¿Por qué cambió la política de los Estados Unidos hacia Cuba?



Antes del 17 de diciembre de 2014, era natural y frecuente la interrogante de por qué los Estados Unidos no cambiaban la política de aislamiento contra Cuba, a pesar de su ostensible fracaso, como reconoció ese día el propio presidente norteamericano Barack Obama, en una demostración de coraje político nunca alcanzado por aquellos, entre sus predecesores en el cargo, que en algún momento tuvieron la intención de producir un cambio significativo en la relación entre los dos países vecinos. Aunque se mantienen en pie los componentes centrales del bloqueo económico y de la actividad de subversión política contra Cuba, la anunciada reanudación de las relaciones diplomáticas entre ambos gobiernos tiene un significado muy positivo, al permitir una interacción civilizada que podría propiciar, a su vez, nuevos y más abarcadores entendimientos sobre los temas esenciales de la agenda bilateral, con vistas a lograr la construcción de una relación plenamente normalizada y de respeto mutuo, pese a las previsibles acciones obstaculizadoras que intentarán determinadas fuerzas retrógradas.
Al considerar las probabilidades de éxito del ya encaminado proceso de normalización, resulta pertinente evaluar las posibles motivaciones de la parte norteamericana dado que, en el caso del gobierno cubano, desde hace muchos años este había dejado en claro su interés de alcanzar tal objetivo, siempre que ello se produjera en condiciones de pleno respeto a la soberanía de Cuba, como corresponde de acuerdo al derecho internacional. Así, surge la cuestión sobre las razones que llevaron al gobierno norteamericano a acordar la reanudación de las relaciones diplomáticas precisamente en este momento, la cual no admite respuestas simples sino que debe conducir a la consideración de un grupo de elementos.

* **Información mostrada**:

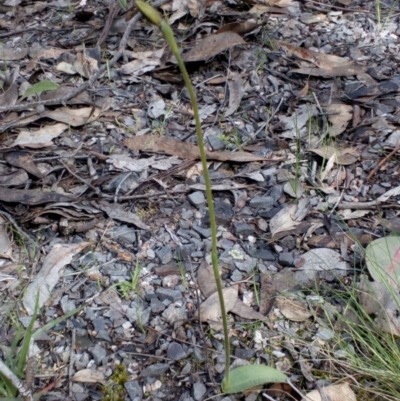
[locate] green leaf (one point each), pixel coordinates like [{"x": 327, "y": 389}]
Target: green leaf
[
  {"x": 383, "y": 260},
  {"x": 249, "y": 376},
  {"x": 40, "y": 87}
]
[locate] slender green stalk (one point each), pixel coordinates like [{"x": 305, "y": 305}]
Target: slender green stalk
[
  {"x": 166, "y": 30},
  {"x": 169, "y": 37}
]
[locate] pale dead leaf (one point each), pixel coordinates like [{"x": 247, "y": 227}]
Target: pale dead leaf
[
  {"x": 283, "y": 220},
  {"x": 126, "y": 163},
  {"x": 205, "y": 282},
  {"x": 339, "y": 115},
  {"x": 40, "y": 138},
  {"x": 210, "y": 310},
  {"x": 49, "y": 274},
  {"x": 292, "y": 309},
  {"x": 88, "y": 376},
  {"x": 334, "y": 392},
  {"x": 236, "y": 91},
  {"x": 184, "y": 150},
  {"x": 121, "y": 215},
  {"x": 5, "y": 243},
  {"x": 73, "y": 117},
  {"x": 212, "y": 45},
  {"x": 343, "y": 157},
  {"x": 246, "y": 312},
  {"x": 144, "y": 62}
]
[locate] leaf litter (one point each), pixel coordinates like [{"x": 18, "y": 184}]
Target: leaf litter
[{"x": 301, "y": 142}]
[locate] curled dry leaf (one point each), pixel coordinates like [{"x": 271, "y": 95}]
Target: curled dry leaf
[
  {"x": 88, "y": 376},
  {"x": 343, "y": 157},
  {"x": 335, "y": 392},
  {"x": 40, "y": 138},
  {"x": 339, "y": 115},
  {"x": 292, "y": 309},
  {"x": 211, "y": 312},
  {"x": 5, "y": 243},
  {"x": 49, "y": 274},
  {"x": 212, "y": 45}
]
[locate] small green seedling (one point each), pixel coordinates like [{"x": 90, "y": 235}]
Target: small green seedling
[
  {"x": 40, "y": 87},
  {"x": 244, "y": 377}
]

--

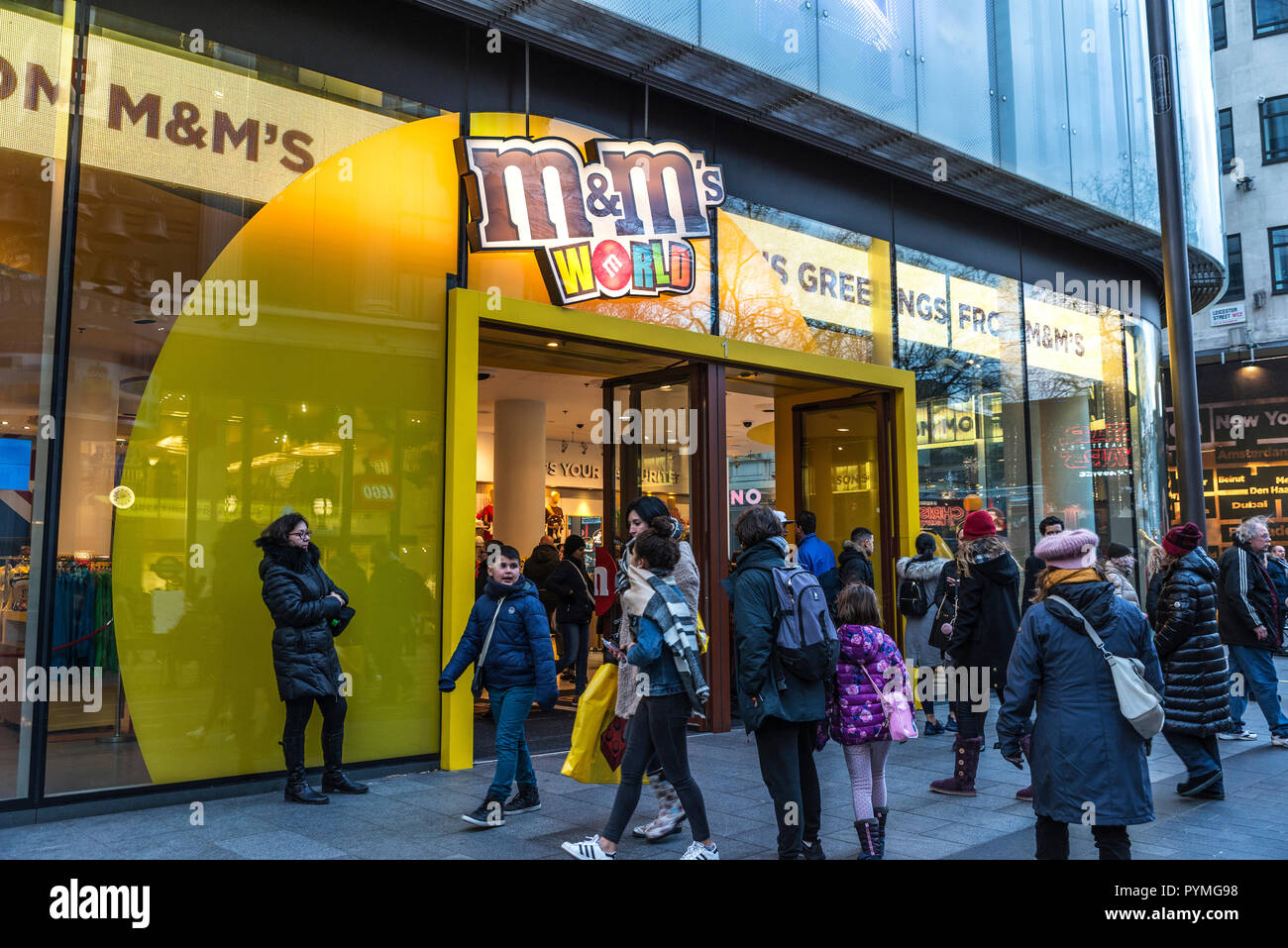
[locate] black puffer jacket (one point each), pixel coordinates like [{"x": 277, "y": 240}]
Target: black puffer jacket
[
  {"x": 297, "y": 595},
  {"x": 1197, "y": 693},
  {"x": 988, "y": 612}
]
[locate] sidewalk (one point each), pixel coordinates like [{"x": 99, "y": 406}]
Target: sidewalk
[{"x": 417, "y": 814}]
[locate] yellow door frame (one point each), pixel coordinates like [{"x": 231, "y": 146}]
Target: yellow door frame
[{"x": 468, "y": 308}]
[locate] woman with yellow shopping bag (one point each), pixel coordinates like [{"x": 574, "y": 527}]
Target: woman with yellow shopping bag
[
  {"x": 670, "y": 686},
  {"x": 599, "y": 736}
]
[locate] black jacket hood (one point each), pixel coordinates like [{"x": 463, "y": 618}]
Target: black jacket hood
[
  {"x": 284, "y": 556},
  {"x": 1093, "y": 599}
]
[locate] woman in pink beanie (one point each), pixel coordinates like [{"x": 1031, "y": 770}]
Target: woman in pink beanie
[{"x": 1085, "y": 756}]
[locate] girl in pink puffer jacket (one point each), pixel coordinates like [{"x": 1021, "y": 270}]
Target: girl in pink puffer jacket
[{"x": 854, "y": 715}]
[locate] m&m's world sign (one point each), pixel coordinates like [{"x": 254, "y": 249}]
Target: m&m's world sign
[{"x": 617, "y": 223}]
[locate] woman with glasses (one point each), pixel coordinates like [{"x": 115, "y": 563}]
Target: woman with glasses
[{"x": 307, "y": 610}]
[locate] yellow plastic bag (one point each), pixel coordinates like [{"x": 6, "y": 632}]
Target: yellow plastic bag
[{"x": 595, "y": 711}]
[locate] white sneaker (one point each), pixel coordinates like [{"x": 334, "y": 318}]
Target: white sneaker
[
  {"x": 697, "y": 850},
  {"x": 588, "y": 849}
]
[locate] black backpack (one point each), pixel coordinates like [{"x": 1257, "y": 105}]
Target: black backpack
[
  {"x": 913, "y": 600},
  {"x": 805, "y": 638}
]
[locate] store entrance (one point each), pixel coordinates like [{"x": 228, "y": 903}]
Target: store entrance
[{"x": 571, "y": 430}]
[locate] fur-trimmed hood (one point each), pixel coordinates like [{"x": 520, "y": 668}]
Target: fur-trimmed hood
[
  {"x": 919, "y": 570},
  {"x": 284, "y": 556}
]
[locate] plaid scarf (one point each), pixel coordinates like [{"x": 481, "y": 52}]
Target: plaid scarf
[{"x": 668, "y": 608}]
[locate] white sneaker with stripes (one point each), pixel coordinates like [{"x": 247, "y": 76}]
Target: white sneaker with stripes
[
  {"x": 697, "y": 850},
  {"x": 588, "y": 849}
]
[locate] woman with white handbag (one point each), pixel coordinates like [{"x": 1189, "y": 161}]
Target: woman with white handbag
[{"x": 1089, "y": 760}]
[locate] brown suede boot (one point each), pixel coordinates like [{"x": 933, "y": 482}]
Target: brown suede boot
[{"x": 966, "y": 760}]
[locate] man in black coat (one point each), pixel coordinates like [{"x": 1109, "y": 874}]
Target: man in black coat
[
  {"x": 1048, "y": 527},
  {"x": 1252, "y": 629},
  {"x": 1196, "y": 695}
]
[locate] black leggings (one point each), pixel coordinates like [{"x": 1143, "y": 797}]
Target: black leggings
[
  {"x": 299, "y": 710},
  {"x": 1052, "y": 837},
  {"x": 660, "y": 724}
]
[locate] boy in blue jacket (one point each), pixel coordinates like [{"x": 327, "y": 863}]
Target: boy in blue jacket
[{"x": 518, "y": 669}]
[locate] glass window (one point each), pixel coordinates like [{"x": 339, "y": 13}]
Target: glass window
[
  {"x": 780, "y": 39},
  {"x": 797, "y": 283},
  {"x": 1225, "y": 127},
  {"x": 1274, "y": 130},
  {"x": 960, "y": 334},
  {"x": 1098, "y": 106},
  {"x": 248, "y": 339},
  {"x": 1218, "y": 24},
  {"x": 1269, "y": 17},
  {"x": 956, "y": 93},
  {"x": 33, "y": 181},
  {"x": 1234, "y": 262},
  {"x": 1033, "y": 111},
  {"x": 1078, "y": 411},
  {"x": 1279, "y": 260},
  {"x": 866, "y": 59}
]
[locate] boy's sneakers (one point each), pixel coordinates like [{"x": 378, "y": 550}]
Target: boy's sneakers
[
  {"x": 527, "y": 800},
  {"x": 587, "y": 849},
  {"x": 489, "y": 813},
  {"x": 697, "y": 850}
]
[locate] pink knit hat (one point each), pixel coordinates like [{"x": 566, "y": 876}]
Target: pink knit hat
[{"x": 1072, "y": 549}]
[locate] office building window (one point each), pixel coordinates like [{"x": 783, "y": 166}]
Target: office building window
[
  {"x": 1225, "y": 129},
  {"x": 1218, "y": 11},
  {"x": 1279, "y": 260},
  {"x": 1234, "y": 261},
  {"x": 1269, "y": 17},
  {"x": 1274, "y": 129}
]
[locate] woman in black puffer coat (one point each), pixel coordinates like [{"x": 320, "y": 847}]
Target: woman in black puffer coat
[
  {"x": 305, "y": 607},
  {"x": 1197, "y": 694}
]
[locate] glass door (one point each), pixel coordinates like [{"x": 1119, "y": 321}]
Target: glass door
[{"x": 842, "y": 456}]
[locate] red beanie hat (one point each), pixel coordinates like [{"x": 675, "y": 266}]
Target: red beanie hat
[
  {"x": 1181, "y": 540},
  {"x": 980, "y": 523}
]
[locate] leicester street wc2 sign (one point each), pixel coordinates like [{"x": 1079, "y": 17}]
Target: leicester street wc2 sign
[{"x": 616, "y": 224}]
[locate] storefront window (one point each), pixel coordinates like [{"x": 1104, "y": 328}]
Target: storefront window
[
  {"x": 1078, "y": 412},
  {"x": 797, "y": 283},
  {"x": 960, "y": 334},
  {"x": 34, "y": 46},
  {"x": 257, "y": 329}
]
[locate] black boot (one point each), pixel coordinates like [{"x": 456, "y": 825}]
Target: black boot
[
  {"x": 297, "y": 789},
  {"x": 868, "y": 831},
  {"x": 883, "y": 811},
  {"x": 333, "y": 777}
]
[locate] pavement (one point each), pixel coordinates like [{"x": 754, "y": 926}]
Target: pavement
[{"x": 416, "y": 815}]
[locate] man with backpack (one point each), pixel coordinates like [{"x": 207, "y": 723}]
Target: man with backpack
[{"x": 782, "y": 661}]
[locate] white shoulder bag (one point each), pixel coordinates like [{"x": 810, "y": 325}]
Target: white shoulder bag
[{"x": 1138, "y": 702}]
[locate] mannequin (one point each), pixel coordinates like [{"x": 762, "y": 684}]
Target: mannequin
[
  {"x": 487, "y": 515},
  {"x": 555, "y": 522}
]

* **El problema**:
Del texto sobre la política de Estados Unidos hacia Cuba, devuelve sin cambios todo lo que va desde "Al considerar las" hasta "grupo de elementos.". Los registros no tienen ningún papel en esto.

* **Resultado obtenido**:
Al considerar las probabilidades de éxito del ya encaminado proceso de normalización, resulta pertinente evaluar las posibles motivaciones de la parte norteamericana dado que, en el caso del gobierno cubano, desde hace muchos años este había dejado en claro su interés de alcanzar tal objetivo, siempre que ello se produjera en condiciones de pleno respeto a la soberanía de Cuba, como corresponde de acuerdo al derecho internacional. Así, surge la cuestión sobre las razones que llevaron al gobierno norteamericano a acordar la reanudación de las relaciones diplomáticas precisamente en este momento, la cual no admite respuestas simples sino que debe conducir a la consideración de un grupo de elementos.